WORK TO BE COMPLETED
Beneath this task is a listing; retype all of it exactly.

MATERIAL FOR THIS TASK
■ ■ ■ ■ ■
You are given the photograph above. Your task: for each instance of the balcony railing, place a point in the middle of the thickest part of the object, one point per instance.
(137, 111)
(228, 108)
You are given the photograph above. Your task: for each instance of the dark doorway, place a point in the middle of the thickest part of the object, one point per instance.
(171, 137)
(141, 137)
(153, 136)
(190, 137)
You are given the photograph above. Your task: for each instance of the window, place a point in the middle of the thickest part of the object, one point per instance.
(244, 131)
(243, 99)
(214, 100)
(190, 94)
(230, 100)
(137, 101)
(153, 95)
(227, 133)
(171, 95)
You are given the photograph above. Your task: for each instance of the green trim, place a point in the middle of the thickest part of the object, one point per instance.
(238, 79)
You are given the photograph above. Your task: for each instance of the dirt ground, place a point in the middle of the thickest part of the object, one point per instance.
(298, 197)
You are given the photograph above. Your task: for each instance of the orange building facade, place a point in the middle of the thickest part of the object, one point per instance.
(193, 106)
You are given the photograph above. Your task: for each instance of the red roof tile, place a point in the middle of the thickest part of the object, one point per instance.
■ ■ ■ ■ ■
TASK OUTPUT
You are given the photograph above. Your task: for each instance of the balcony railing, place a point in the middle of the thickest part of the object, one point per instance.
(137, 111)
(228, 108)
You are given the photograph above. Your task: for each instance of the dark doorway, place a point in the middle of the thickest part of the object, one point per instance.
(171, 137)
(141, 137)
(153, 136)
(190, 137)
You are given the photograph above. Your task: for each instance of the window, place a point in the middle of the thickest part of the object, one point per instance.
(244, 131)
(243, 99)
(214, 100)
(190, 94)
(230, 100)
(137, 101)
(153, 95)
(227, 133)
(171, 95)
You are given the photograph above. Your task: for each instance of the green trim, place a point in the middle of the thickest part of the object, one point per instance.
(238, 79)
You are given the photograph above. Your task: for each instance of the dirt ground, place a point in the middle of the thickest part of the object, one point per instance.
(298, 197)
You are given the photograph above. Your task: for each instance of the orange building facade, place a point in the middle of the thickest part of the object, one point per instance.
(193, 106)
You are given the photograph above. Your task: for each instance of the red roof tile, place a point in the middle of the thickest part of the object, one point per instance.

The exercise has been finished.